* _本文抜粋_
########################################

図2図2は、本発明で提供される安全ブロックの実施例の内、ワイヤーロープ等を取り替えし易い構造の例である。
【発明を実施するための形態】
【0023】
図1は、本発明の実施例であり、請求項1から請求項4までの特徴を有する安全ブロックの外観である。
【0024】
先ず、点検窓21は図のように、本体のケース1の正面から見て左下位置に丸型の窓を配置した。この位置は、もしもの時に作業員の落下を阻止するランヤード巻き胴の回転を停止する機構部が見える位置である。
【0025】
実施例では、表側に1か所のみ円形窓を配置したが、複数でも良いし、大きさや形、位置はさまざまな変化形が考えられる。
【0026】
次に、点検窓1の構造であるが、この実施例では透明の蓋を設置した。これにより、いついかなる状態、例えば高所作業で使用中の安全ブロックでも容易に内部の点検が可能となった。
【0027】
また、点検窓の蓋は、透明でなくてもなんら問題なく、開閉可能な、又は、取り外し可能な蓋でも良い。
【0028】
次に、接地リード線の取付けであるが、実施例では、ランヤード巻取り胴の心棒であるボルトをケースの外まで出し、接地リード線締め付けナットを追加上て、接地リード線の取付け端子22とした。

########################################

* _抽出データ_
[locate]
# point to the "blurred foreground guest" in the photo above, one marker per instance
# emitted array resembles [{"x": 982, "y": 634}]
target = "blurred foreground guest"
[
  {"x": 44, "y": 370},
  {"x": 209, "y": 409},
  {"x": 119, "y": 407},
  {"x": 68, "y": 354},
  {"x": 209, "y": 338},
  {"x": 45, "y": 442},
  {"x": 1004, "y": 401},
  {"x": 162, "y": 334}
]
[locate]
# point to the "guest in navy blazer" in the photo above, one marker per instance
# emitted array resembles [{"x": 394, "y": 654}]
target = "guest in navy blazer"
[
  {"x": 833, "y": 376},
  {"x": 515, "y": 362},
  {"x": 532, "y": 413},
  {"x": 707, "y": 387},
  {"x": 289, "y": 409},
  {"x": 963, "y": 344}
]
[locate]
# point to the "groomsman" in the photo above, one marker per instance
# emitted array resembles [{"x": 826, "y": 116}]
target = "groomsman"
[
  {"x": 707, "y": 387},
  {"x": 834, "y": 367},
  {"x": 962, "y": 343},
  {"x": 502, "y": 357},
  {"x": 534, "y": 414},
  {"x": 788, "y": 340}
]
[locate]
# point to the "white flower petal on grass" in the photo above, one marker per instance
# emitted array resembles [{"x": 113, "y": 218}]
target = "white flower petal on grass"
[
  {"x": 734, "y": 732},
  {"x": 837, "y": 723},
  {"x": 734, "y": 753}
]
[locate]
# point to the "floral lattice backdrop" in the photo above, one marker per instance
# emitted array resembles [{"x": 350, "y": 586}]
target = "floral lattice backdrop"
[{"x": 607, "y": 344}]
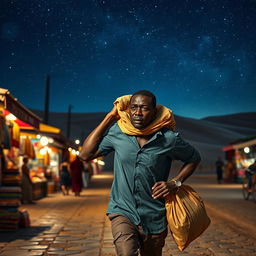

########################################

* _作業内容_
#1 安全ブロックに関する本文によると、実施例で点検窓21はケースの正面から見てどの位置に、どんな形の窓として配置されたか。
#2 安全ブロックに関する本文の「図2図2は、本発明で提供され」から「に内部の点検が可能となった。」までの箇所を、「作業員」を「作業者」に置き換えて書き直すこと。
#3 安全ブロックに関する本文の続きを、示された最後の文の後から書き継ぐこと。

* _解答一覧_
#1 正面から見て左下の位置に、丸型の窓として配置された。

#2
図2図2は、本発明で提供される安全ブロックの実施例の内、ワイヤーロープ等を取り替えし易い構造の例である。
【発明を実施するための形態】
【0023】
図1は、本発明の実施例であり、請求項1から請求項4までの特徴を有する安全ブロックの外観である。
【0024】
先ず、点検窓21は図のように、本体のケース1の正面から見て左下位置に丸型の窓を配置した。この位置は、もしもの時に作業者の落下を阻止するランヤード巻き胴の回転を停止する機構部が見える位置である。
【0025】
実施例では、表側に1か所のみ円形窓を配置したが、複数でも良いし、大きさや形、位置はさまざまな変化形が考えられる。
【0026】
次に、点検窓1の構造であるが、この実施例では透明の蓋を設置した。これにより、いついかなる状態、例えば高所作業で使用中の安全ブロックでも容易に内部の点検が可能となった。

#3
【0029】
送電線からの誘導が比較的大きく、かつ、作業員が接触する可能性がある金属部としてはランヤードのワイヤーロープが該当し、これを簡単かつ確実に接地できる取付け端子が実現できた。
【0030】
接地リード線は、安全ブロックを使用するユーザーの要求に基づく鉄塔側接続金具とリード線長さを確定して製作される。
【0031】
図2は、ワイヤーロープ等を取り替えし易い構造の例を示した。
【0032】
ワイヤーロープ2の末端はアイ加工され、ワイヤーロープ等巻き付け胴(胴の両端の鍔を含む)31にボルト32で係留される。
【0033】
ボルト32は、緩めたり、締め付けたりし易い形状と位置に配置される。
【0034】
ワイヤーロープ等を巻取り胴から全部引き出した状態にしないと、ワイヤーロープ等を交換できないが、この状態は、バネに回転力が最も蓄積された状態のため、巻取り胴の回転を静止・固定させる必要が有る。
このため、鍔に回転固定用の切欠き等の目印と治具当て構造体を兼ねた形状とし、回転固定治具のセットを確実にするものである。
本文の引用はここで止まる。